[Rows from a pointing dataset]
* BEGIN *

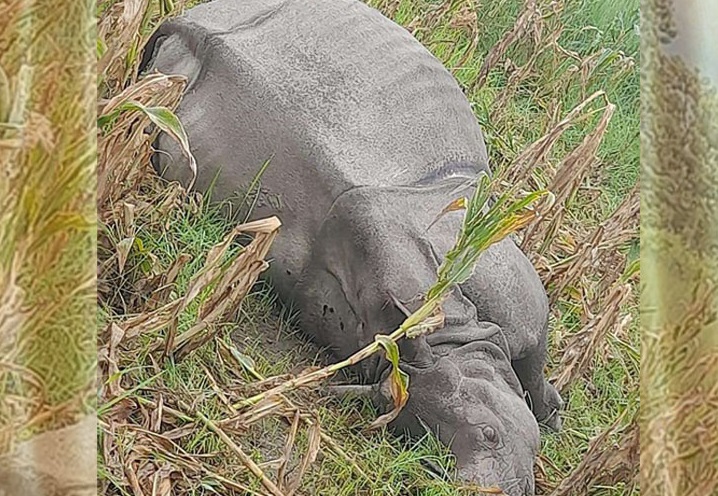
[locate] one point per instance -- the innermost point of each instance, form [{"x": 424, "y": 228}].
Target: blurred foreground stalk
[
  {"x": 679, "y": 370},
  {"x": 47, "y": 214}
]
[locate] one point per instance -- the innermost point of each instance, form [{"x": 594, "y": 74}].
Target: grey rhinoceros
[{"x": 369, "y": 137}]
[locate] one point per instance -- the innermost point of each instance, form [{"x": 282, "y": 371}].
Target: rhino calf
[{"x": 368, "y": 138}]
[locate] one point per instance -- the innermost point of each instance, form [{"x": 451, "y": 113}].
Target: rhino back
[{"x": 337, "y": 95}]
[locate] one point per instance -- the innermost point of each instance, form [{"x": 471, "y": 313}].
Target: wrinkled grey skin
[{"x": 369, "y": 138}]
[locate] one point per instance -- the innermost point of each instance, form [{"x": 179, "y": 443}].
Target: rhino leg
[{"x": 545, "y": 400}]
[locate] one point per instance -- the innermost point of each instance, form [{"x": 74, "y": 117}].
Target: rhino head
[
  {"x": 471, "y": 399},
  {"x": 462, "y": 385}
]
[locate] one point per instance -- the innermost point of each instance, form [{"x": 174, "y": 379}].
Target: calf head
[{"x": 472, "y": 400}]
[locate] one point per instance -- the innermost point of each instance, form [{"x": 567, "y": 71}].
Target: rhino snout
[{"x": 490, "y": 473}]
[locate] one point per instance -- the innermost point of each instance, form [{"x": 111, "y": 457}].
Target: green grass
[{"x": 266, "y": 332}]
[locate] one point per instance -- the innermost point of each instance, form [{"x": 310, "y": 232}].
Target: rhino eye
[{"x": 490, "y": 434}]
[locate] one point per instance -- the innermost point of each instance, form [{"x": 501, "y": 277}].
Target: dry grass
[{"x": 184, "y": 407}]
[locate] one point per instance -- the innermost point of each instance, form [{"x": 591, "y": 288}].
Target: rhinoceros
[{"x": 368, "y": 138}]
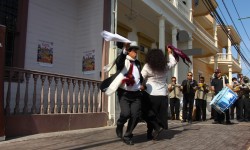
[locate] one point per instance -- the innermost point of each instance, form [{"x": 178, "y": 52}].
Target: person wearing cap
[
  {"x": 236, "y": 88},
  {"x": 127, "y": 82},
  {"x": 245, "y": 101},
  {"x": 200, "y": 100},
  {"x": 188, "y": 88},
  {"x": 217, "y": 85},
  {"x": 154, "y": 73},
  {"x": 174, "y": 98}
]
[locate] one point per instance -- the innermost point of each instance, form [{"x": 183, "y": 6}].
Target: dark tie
[
  {"x": 188, "y": 86},
  {"x": 129, "y": 80},
  {"x": 174, "y": 91}
]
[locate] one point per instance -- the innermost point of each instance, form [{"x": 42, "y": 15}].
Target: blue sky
[{"x": 243, "y": 9}]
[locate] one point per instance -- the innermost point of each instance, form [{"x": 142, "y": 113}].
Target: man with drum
[
  {"x": 217, "y": 85},
  {"x": 174, "y": 91},
  {"x": 188, "y": 88},
  {"x": 245, "y": 101},
  {"x": 235, "y": 88},
  {"x": 200, "y": 100}
]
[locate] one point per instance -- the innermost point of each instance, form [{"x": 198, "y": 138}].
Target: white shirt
[{"x": 156, "y": 82}]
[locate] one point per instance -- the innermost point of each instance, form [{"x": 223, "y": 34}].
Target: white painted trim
[{"x": 2, "y": 138}]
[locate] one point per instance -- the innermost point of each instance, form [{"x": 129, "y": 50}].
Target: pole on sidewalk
[{"x": 2, "y": 60}]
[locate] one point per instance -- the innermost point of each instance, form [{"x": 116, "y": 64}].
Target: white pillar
[
  {"x": 162, "y": 33},
  {"x": 189, "y": 6},
  {"x": 215, "y": 34},
  {"x": 174, "y": 43},
  {"x": 238, "y": 55},
  {"x": 215, "y": 61},
  {"x": 190, "y": 46},
  {"x": 230, "y": 74},
  {"x": 229, "y": 51},
  {"x": 112, "y": 55}
]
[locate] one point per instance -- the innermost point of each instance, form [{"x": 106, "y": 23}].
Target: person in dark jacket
[
  {"x": 188, "y": 88},
  {"x": 127, "y": 82}
]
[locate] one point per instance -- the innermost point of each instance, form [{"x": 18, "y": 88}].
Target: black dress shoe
[
  {"x": 119, "y": 131},
  {"x": 128, "y": 141},
  {"x": 228, "y": 122},
  {"x": 157, "y": 133},
  {"x": 215, "y": 122}
]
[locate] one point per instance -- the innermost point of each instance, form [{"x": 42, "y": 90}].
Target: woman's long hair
[{"x": 156, "y": 60}]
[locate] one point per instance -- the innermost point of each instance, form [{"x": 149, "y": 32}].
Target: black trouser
[
  {"x": 175, "y": 107},
  {"x": 239, "y": 108},
  {"x": 155, "y": 112},
  {"x": 130, "y": 104},
  {"x": 201, "y": 106},
  {"x": 218, "y": 116},
  {"x": 188, "y": 103},
  {"x": 232, "y": 109},
  {"x": 245, "y": 108}
]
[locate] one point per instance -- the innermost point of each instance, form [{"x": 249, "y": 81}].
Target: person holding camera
[
  {"x": 174, "y": 91},
  {"x": 188, "y": 88}
]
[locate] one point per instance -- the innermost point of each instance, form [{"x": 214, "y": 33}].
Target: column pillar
[
  {"x": 162, "y": 33},
  {"x": 229, "y": 51},
  {"x": 230, "y": 74},
  {"x": 174, "y": 43},
  {"x": 215, "y": 34},
  {"x": 189, "y": 6},
  {"x": 238, "y": 55},
  {"x": 215, "y": 61},
  {"x": 190, "y": 46},
  {"x": 2, "y": 58}
]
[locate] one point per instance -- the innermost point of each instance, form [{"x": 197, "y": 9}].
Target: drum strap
[{"x": 223, "y": 78}]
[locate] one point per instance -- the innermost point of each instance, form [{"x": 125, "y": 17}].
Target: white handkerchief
[{"x": 114, "y": 37}]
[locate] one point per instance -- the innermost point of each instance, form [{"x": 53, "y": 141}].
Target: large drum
[{"x": 224, "y": 100}]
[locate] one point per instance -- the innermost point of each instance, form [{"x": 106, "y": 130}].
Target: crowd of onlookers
[
  {"x": 142, "y": 92},
  {"x": 195, "y": 94}
]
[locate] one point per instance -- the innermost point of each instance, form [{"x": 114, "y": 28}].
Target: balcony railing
[
  {"x": 204, "y": 33},
  {"x": 182, "y": 8},
  {"x": 224, "y": 58},
  {"x": 35, "y": 92}
]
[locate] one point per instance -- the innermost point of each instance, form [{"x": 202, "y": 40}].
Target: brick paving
[{"x": 180, "y": 136}]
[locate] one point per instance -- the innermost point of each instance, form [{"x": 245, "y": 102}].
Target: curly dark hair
[{"x": 156, "y": 60}]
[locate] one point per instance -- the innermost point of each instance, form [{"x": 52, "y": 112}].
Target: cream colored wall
[{"x": 200, "y": 66}]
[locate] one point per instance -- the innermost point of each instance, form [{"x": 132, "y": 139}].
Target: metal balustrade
[{"x": 36, "y": 92}]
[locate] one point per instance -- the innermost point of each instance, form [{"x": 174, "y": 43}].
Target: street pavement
[{"x": 179, "y": 136}]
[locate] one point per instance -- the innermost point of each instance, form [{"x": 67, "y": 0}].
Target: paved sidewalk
[{"x": 199, "y": 135}]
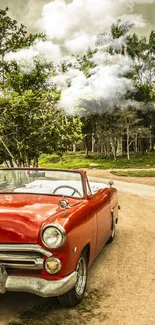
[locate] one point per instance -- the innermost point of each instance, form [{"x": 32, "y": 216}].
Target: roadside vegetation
[
  {"x": 95, "y": 160},
  {"x": 134, "y": 173},
  {"x": 32, "y": 123}
]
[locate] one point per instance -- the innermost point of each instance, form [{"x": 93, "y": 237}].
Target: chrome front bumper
[{"x": 40, "y": 287}]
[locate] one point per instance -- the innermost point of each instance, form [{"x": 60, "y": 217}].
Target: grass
[
  {"x": 98, "y": 161},
  {"x": 134, "y": 173}
]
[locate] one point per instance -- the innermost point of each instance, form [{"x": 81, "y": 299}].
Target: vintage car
[{"x": 53, "y": 224}]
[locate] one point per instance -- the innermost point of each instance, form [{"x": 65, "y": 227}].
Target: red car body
[{"x": 88, "y": 223}]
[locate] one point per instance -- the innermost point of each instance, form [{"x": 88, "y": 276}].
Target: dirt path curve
[
  {"x": 125, "y": 272},
  {"x": 121, "y": 281}
]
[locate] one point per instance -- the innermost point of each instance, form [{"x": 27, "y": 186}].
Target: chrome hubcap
[{"x": 81, "y": 276}]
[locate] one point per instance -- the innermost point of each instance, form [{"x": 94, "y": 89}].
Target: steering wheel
[{"x": 67, "y": 186}]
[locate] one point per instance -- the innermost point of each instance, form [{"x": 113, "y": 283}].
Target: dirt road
[{"x": 121, "y": 284}]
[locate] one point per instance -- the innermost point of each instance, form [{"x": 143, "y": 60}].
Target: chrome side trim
[
  {"x": 22, "y": 261},
  {"x": 24, "y": 248}
]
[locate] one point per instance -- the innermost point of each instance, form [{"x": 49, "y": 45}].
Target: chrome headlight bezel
[{"x": 60, "y": 230}]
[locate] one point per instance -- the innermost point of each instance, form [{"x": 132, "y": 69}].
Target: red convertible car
[{"x": 53, "y": 224}]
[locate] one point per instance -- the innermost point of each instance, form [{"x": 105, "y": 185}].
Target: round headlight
[{"x": 53, "y": 236}]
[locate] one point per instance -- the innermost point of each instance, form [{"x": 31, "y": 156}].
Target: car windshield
[{"x": 40, "y": 181}]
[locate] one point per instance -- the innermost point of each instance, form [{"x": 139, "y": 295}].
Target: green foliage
[
  {"x": 99, "y": 161},
  {"x": 134, "y": 173}
]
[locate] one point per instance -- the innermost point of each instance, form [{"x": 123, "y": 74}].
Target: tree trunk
[
  {"x": 93, "y": 143},
  {"x": 128, "y": 145},
  {"x": 86, "y": 145},
  {"x": 74, "y": 147}
]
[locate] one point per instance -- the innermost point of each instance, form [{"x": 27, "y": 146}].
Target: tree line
[{"x": 31, "y": 121}]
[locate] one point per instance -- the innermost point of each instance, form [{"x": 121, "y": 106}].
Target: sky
[
  {"x": 29, "y": 11},
  {"x": 71, "y": 28}
]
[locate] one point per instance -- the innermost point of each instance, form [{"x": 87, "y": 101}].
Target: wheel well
[{"x": 87, "y": 251}]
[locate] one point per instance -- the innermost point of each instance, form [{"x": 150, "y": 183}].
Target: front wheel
[{"x": 75, "y": 295}]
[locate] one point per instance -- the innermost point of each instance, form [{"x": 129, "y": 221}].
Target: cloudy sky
[
  {"x": 29, "y": 11},
  {"x": 72, "y": 28}
]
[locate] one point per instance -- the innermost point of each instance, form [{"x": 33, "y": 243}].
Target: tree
[{"x": 13, "y": 38}]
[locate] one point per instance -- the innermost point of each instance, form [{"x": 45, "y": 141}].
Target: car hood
[{"x": 21, "y": 216}]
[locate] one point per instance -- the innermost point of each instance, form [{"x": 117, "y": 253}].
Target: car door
[{"x": 101, "y": 204}]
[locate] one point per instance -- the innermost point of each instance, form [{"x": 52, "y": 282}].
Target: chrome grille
[{"x": 23, "y": 256}]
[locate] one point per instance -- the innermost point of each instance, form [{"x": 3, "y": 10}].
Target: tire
[
  {"x": 111, "y": 238},
  {"x": 75, "y": 295}
]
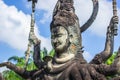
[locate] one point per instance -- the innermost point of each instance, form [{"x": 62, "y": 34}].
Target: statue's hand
[
  {"x": 115, "y": 20},
  {"x": 33, "y": 39}
]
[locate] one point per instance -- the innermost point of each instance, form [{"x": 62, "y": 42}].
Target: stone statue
[{"x": 68, "y": 62}]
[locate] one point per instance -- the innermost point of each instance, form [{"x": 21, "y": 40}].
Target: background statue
[{"x": 68, "y": 62}]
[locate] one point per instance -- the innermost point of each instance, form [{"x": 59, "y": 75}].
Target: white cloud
[
  {"x": 87, "y": 56},
  {"x": 15, "y": 26},
  {"x": 3, "y": 69},
  {"x": 83, "y": 10}
]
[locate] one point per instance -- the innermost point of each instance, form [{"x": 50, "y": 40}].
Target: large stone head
[{"x": 65, "y": 32}]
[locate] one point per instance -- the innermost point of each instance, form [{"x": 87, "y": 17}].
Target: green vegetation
[{"x": 20, "y": 61}]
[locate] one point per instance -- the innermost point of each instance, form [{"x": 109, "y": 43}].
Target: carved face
[{"x": 59, "y": 38}]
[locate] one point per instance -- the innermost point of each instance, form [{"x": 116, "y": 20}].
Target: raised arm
[
  {"x": 92, "y": 18},
  {"x": 109, "y": 44}
]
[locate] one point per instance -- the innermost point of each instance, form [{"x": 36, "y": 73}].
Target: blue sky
[{"x": 15, "y": 25}]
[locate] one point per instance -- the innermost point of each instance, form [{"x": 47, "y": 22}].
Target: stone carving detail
[{"x": 68, "y": 62}]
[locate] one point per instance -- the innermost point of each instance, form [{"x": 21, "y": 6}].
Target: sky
[{"x": 15, "y": 26}]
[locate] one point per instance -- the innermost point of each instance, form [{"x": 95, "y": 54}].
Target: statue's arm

* END *

▶ Exercise:
Pick out every line in the records that contains the string "wheel", and copy each one.

▶ Exercise answer:
Target: steering wheel
Target: wheel well
Target: front wheel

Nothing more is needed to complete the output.